Material to process ::
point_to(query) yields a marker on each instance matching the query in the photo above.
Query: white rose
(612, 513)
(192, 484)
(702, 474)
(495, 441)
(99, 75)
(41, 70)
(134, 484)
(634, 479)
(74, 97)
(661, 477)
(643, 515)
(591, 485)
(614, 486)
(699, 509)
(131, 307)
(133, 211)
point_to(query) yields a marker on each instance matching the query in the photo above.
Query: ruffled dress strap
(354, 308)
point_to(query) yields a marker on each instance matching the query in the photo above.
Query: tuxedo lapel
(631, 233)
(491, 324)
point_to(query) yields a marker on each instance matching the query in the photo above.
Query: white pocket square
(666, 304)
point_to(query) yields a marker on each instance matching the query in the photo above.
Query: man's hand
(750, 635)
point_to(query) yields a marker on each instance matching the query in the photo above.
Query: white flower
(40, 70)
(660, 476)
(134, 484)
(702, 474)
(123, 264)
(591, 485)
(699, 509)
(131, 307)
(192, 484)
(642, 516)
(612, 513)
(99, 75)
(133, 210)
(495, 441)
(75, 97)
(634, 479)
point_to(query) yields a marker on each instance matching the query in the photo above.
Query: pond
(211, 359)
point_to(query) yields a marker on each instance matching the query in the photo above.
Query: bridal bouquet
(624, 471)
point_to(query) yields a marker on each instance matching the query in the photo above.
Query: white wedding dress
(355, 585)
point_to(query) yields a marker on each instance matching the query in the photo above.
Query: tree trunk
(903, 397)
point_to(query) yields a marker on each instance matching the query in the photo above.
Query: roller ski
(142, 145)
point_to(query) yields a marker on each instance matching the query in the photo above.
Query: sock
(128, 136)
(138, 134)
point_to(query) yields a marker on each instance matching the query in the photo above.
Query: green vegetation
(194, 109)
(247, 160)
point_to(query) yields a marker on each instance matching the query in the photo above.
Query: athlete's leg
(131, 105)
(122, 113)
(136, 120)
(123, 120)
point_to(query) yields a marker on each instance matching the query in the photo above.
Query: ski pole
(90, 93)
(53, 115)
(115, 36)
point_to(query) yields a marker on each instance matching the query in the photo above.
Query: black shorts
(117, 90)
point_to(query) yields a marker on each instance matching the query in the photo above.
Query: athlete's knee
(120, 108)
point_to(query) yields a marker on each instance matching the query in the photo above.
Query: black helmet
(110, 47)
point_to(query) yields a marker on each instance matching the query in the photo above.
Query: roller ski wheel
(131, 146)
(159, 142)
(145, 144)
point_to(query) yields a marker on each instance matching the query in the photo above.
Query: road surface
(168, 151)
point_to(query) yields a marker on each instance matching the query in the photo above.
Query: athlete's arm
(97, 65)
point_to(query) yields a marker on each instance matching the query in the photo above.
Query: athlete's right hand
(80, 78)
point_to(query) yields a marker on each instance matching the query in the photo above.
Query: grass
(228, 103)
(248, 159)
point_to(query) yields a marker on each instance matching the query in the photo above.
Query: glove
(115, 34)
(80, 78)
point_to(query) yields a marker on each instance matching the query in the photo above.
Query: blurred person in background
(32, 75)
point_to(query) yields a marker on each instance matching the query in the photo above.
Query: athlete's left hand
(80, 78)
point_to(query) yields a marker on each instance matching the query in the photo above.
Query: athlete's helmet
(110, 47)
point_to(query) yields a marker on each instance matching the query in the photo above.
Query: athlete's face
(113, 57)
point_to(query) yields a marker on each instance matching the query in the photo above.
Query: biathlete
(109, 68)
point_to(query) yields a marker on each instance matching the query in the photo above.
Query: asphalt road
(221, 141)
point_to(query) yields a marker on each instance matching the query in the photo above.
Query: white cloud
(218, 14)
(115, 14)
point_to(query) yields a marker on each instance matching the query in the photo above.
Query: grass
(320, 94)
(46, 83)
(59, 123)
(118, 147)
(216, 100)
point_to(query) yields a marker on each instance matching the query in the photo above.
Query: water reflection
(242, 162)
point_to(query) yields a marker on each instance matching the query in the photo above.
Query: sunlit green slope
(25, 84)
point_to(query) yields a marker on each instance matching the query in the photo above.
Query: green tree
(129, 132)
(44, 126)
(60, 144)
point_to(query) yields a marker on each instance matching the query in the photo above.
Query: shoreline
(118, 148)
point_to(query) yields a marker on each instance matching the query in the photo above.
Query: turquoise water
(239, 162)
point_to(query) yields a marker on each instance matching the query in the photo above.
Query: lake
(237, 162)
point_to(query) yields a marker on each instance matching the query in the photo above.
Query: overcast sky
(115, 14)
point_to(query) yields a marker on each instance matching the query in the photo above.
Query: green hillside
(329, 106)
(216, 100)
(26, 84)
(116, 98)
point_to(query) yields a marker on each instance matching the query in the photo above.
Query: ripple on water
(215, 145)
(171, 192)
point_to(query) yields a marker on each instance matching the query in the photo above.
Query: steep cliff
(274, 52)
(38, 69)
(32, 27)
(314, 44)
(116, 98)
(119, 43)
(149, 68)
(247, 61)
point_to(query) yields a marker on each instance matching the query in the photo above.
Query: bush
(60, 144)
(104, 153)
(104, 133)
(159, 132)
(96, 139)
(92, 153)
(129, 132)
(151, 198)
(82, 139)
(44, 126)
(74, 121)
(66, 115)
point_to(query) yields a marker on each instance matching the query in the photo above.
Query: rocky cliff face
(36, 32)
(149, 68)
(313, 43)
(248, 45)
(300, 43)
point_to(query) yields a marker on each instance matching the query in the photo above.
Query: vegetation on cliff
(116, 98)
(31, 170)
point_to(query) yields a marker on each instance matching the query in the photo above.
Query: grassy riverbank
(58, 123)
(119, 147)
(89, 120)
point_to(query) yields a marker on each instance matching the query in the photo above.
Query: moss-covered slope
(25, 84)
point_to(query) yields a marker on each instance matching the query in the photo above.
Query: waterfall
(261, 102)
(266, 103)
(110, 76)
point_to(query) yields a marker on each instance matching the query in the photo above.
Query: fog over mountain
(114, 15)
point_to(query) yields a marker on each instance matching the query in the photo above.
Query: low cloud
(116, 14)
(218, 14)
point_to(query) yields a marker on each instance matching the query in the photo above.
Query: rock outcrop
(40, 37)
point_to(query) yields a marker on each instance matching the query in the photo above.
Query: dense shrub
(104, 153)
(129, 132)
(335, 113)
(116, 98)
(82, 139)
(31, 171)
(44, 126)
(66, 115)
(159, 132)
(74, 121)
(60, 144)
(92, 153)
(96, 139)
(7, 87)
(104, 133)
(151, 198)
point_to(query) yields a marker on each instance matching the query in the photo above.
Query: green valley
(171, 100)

Requirement ::
Nothing should be left out: repeat all of the data exactly.

Reply ::
point_to(query) yields a marker on each instance matching the query in the photo above.
Query: white rose
(612, 513)
(192, 484)
(702, 474)
(495, 441)
(99, 75)
(41, 70)
(134, 484)
(634, 479)
(74, 97)
(661, 477)
(643, 515)
(591, 485)
(614, 486)
(699, 509)
(131, 307)
(133, 211)
point_to(query) yields a marker on each instance matching the query in the photo above.
Query: ruffled dress strap
(354, 308)
point_to(query) yields a marker on each instance matching the query in the photo above.
Query: tuxedo lapel
(631, 233)
(491, 324)
point_to(query) yields a marker on each instance matching the query in the photo above.
Query: white pocket square
(666, 304)
point_to(query) yields a marker on each instance matching the query in the photo above.
Query: man's hand
(750, 635)
point_to(query) yields a marker on each instance matching the query in the photo above.
Query: white flower
(40, 70)
(660, 476)
(134, 484)
(702, 474)
(123, 264)
(591, 485)
(699, 509)
(131, 307)
(192, 484)
(642, 516)
(612, 513)
(99, 75)
(133, 210)
(495, 441)
(75, 97)
(634, 479)
point_to(query) yields a marker on each instance matching the query in the photo above.
Query: pond
(211, 359)
point_to(query) yields a marker on each instance matching the query in the photo above.
Query: bridal bouquet
(624, 471)
point_to(query) yields a marker on each instance matching the query in the photo above.
Query: white wedding dress
(355, 585)
point_to(query) yields a marker on each instance matching the query in the photo above.
Query: tree trunk
(903, 397)
point_to(query) yields a marker on each instance matching the query in the photo above.
Query: roller ski
(142, 145)
point_to(query) yields a marker on each instance matching the query in the photo above.
Query: sock
(128, 136)
(138, 134)
point_to(query) yields a marker on each instance matching the query in the photo above.
Query: green vegetation
(194, 109)
(247, 160)
point_to(query) yields a marker on each instance matching the query in the photo above.
Query: athlete's leg
(131, 105)
(122, 113)
(136, 120)
(123, 120)
point_to(query) yields a marker on each instance matching the query in the photo above.
Query: ski pole
(90, 93)
(53, 115)
(115, 36)
point_to(query) yields a marker on each instance matching the query in the photo above.
Query: black shorts
(117, 90)
point_to(query) yields a marker on each instance matching the query in the photo above.
Query: athlete's knee
(120, 108)
point_to(query) yields a marker on each instance matching the query in the photo above.
Query: black helmet
(110, 47)
point_to(query) yields a marker on each instance matching the query in the photo above.
Query: roller ski wheel
(131, 146)
(159, 142)
(145, 144)
point_to(query) yields a marker on each instance matching the query in the photo above.
Query: road surface
(168, 151)
point_to(query) yields a marker on each instance matching the query in the photo above.
Query: athlete's arm
(97, 65)
point_to(query) yields a marker on each instance matching the query in the photo above.
Query: athlete's right hand
(80, 78)
point_to(query) yields a marker on each instance matching the query in the photo above.
Query: grass
(228, 103)
(248, 159)
point_to(query) yields a marker on each instance matching the query in the photo above.
Query: glove
(115, 34)
(80, 78)
point_to(query) yields a marker on each instance matching the query in the photo above.
Query: blurred person in background
(32, 75)
point_to(query) yields a marker on each instance matching the query in the photo above.
Query: athlete's left hand
(80, 78)
point_to(query) yields a marker on each instance matching the query in the photo above.
Query: athlete's helmet
(110, 47)
point_to(query) yields a marker on each instance matching the query in the photo above.
Query: athlete's face
(113, 57)
point_to(query) yields a marker on each instance matching the query in the photo above.
Query: biathlete
(109, 68)
point_to(query) yields a marker on each instance matching the query in the photo above.
Query: asphalt road
(221, 141)
point_to(query) yields a marker on each instance matching the query in the photo above.
Query: white cloud
(218, 14)
(115, 14)
point_to(query) yields a marker on each instance matching the query in the photo above.
Query: grass
(320, 94)
(46, 83)
(59, 123)
(118, 147)
(216, 100)
point_to(query) yields a marker on each instance matching the query in the photo above.
Query: water reflection
(242, 162)
point_to(query) yields a marker on each instance matching the query in the photo above.
Query: sunlit green slope
(25, 84)
point_to(query) yields a marker on each instance matching the query in the photo above.
Query: green tree
(129, 132)
(44, 126)
(60, 144)
point_to(query) yields a marker on each instance matching the query in the photo above.
Query: shoreline
(118, 148)
point_to(query) yields a marker on each instance matching the query in the photo above.
Query: turquoise water
(239, 162)
point_to(query) yields a marker on each instance matching the query in the photo above.
Query: lake
(237, 162)
point_to(query) yields a marker on each instance matching the query in the photo above.
Query: overcast sky
(115, 14)
point_to(query) yields a marker on each instance matching the query in the photo above.
Query: green hillside
(329, 106)
(216, 100)
(26, 84)
(116, 98)
point_to(query) yields a marker on each instance matching the query in the photo above.
Query: ripple on water
(215, 145)
(171, 192)
point_to(query) yields a marker on each instance matching the query in the photo above.
Query: steep cliff
(274, 52)
(38, 69)
(32, 27)
(314, 44)
(116, 98)
(119, 43)
(149, 68)
(247, 61)
point_to(query) yields a marker on each instance matching the query in the photo above.
Query: bush
(60, 144)
(104, 153)
(104, 133)
(159, 132)
(96, 139)
(92, 153)
(129, 132)
(151, 198)
(82, 139)
(44, 126)
(74, 121)
(66, 115)
point_to(query) yields a marker on each instance matching the query in the photo above.
Query: rocky cliff face
(36, 32)
(149, 68)
(313, 43)
(248, 45)
(300, 43)
point_to(query) yields a marker on each instance matching the query in the photo above.
Query: vegetation on cliff
(116, 98)
(31, 170)
point_to(query) yields a marker on each instance matching the query in the photo above.
Query: grassy riverbank
(58, 123)
(119, 147)
(89, 120)
point_to(query) yields a marker on each instance matching the query in the photo above.
Query: moss-covered slope
(25, 84)
point_to(query) yields a marker on each instance matching the query in the photo above.
Query: waterfall
(261, 102)
(266, 103)
(110, 76)
point_to(query) yields a marker on each instance matching the query in the photo above.
Query: fog over mountain
(114, 15)
point_to(query) yields a marker on each instance matching the query in the photo above.
Query: low cloud
(116, 14)
(218, 14)
point_to(query) yields a marker on each instance matching the query in the photo above.
Query: rock outcrop
(40, 37)
point_to(query) yields a marker on each instance matching the query in the photo above.
Query: dense shrub
(104, 153)
(129, 132)
(335, 113)
(116, 98)
(82, 139)
(31, 171)
(44, 126)
(66, 115)
(159, 132)
(74, 121)
(60, 144)
(92, 153)
(96, 139)
(7, 87)
(104, 133)
(151, 198)
point_to(query) yields a marker on each instance matching the query in the photo above.
Query: green valley
(171, 100)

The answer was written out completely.